## Document text
# Greetings from the Wide Brown Land



## Caveam (Aug 3, 2015)

Hi,

Just joined Sailnet and thought I would introduce myself and say Hi.
Have just bought my first boat, an Australian made 1976 Compass 28 and like most ladies of her age, there are a few wrinkles.
Looking forward to getting out and spending a lot of time on the water and eventually getting off shore.

I live and work in Sydney these days and to boat is moored up in Brisbane Water. Learning the currents and tides whilst trying not to hit things is fun!
cheers
Andrew


----------



## tdw (Oct 2, 2006)

Well I never .... there are two Andrews in Sydney. So much for being unique. :laugh

Welcome. I've long moved on but for many years I had a Northerner, which as you may well know was the predecessor of the C28. Whereabouts in Brisbane Waters ? Knew an old bloke up that way with a wee 24'er by the name of Skooter. She was/is moored off Saratoga. Nice old cove. Havn't seen him around for some time though.


----------



## Caveam (Aug 3, 2015)

Hi Andrew,

It can get quite confusing with all the Andrews around. 

La Mouette (The Seagull) is moored at Booker Bay - still trying to get a handle on the currents and tides in that area - and then there is the Brisbane Water channel to navigate. 

cheers

Andrew


----------



## tdw (Oct 2, 2006)

Caveam said:


> Hi Andrew,
> 
> It can get quite confusing with all the Andrews around.
> 
> ...


I've not done the BWC all that many times but rule of thumb seems to be stick close to the eastern shore until you are near to Box Head. It is a tricky wee stretch, no doubt. then again once you are clear of that, there is lots of nice deep water to play in.


----------



## Caveam (Aug 3, 2015)

Unless you have a stinkboat with a big Chevrolet engine, the Brisbane Water Channel is best done with a favourable tide - especially, if you boat still has the original 8 hp Yanmar engine like mine has!

cheers
Andrew


----------



## Classic30 (Aug 29, 2007)

Welcome to Sailnet, Andrew - glad you two made contact. 

C28's are good fun and I'm sure you'll enjoy pottering around Sydney Harbour... once winter is over anyways.

Cheers, C


----------



## 7MileBeach (Apr 29, 2015)

Howdy. With the title "wide brown land" I was guessing you were from California, I was more than a little off. There is a lot going on here, enjoy.


----------



## tdw (Oct 2, 2006)

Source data
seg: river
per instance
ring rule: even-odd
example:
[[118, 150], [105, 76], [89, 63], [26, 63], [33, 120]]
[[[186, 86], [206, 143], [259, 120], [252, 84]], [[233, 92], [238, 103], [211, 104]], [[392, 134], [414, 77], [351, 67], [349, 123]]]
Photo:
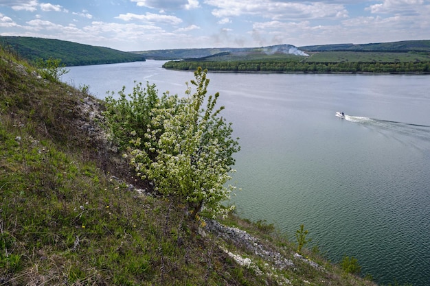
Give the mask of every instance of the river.
[[[183, 95], [191, 72], [163, 62], [70, 67], [63, 81]], [[209, 73], [240, 138], [232, 198], [293, 241], [301, 224], [332, 261], [353, 256], [378, 283], [430, 285], [429, 75]], [[347, 115], [342, 119], [336, 111]]]

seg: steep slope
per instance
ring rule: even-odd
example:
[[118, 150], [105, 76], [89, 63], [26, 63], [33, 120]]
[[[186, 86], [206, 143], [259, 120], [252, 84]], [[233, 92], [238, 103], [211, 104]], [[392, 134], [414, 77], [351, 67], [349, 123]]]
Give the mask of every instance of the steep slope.
[[374, 285], [262, 222], [190, 220], [134, 179], [102, 110], [0, 49], [0, 285]]
[[144, 56], [136, 53], [60, 40], [0, 36], [0, 44], [10, 46], [21, 57], [30, 60], [52, 57], [61, 59], [61, 62], [67, 66], [145, 60]]

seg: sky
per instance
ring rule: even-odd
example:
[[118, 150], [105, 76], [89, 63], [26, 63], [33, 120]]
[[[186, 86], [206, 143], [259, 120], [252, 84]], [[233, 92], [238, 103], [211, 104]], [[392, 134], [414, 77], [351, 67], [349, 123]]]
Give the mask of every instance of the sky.
[[0, 0], [0, 35], [121, 51], [430, 39], [430, 0]]

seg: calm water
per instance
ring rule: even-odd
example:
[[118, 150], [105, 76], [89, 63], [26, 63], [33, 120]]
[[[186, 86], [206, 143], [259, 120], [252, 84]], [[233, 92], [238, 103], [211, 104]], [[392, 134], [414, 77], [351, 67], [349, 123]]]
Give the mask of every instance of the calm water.
[[[190, 72], [155, 61], [70, 68], [104, 97], [133, 81], [184, 95]], [[430, 78], [210, 73], [240, 137], [233, 200], [292, 239], [301, 224], [379, 283], [430, 285]], [[335, 112], [343, 110], [341, 119]]]

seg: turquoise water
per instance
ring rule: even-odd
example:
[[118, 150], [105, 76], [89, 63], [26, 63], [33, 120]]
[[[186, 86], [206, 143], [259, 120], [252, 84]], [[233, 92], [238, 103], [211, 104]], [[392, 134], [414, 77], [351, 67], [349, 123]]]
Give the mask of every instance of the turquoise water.
[[[146, 62], [76, 67], [100, 97], [133, 81], [183, 95], [192, 73]], [[291, 238], [301, 224], [333, 261], [379, 283], [430, 285], [428, 76], [210, 73], [242, 150], [238, 212]], [[345, 119], [336, 117], [342, 110]]]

## Tasks to perform
1 - In the rows, take the part that opens with the line containing "seg: calm water" and closes with the line containing "Give the mask of every instance of the calm", and write it out again with "still water" substituted for "calm water" everywhere, changing nothing else.
2 - Pick up the forum thread about the new Compass 28 owner on Brisbane Water and continue it from the point where it stops.
These rows bear no relation to the forum thread.

## Answers by task
1 -
seg: still water
per instance
ring rule: even-odd
example:
[[118, 150], [105, 76], [89, 63], [26, 63], [33, 120]]
[[[186, 86], [206, 143], [259, 120], [252, 84]], [[233, 92], [238, 103], [211, 104]], [[392, 134], [414, 77], [351, 67], [349, 123]]]
Give the mask of every instance of the still water.

2 -
Andrew .... eight is a little light on though my 28 had a Volvo which was about the same and I could out muscle the tidal flow on the Hawkesbury either side of full ebb or flood. . What's your prop ? 

Classic you old duffer .... he's on Brisbane Waters which is an offshoot of Pittwater. (ps love to you and the missus)

7 Mile ..... "wide brown land" is from a poem by Australian poet Dorothea MacKellar "My Country". It is probably the most well loved of all Oz Poems " "I love a sunburnt country/A land of sweeping plains,/Of ragged mountain ranges,/Of droughts and flooding rains." though to be honest its a bit plodding and cliche ridden. As a kid I used to like to do it as Elmer Fudd.


----------



## windarra44 (Apr 22, 2009)

Could you record that for us? :wink


----------



## tdw (Oct 2, 2006)

windarra44 said:


> Could you record that for us? :wink




My wagged mountain wanges days are long gone.

:laugh:laugh


----------



## Caveam (Aug 3, 2015)

Thanks for the welcome guys - looking forward to meeting some like minded people here on Sailnet and participating in the discussions, serious or otherwise.

cheers
Andrew


----------



## tdw (Oct 2, 2006)

Do you think I should tell Classic that Mods can see deleted posts ? 

bwhaha .. :devil


----------



## 7MileBeach (Apr 29, 2015)

tdw said:


> 7 Mile ..... "wide brown land" is from a poem by Australian poet Dorothea MacKellar "My Country". It is probably the most well loved of all Oz Poems " "I love a sunburnt country/A land of sweeping plains,/Of ragged mountain ranges,/Of droughts and flooding rains." though to be honest its a bit plodding and cliche ridden. As a kid I used to like to do it as Elmer Fudd.


Sorry, I haven't seen (or heard) the wide land.....yet. I've only seen parts of the green east coast. A couple of days in Sydney and some in Cairns & Port Douglas, diving the Great Barrier Reef.


----------



## Classic30 (Aug 29, 2007)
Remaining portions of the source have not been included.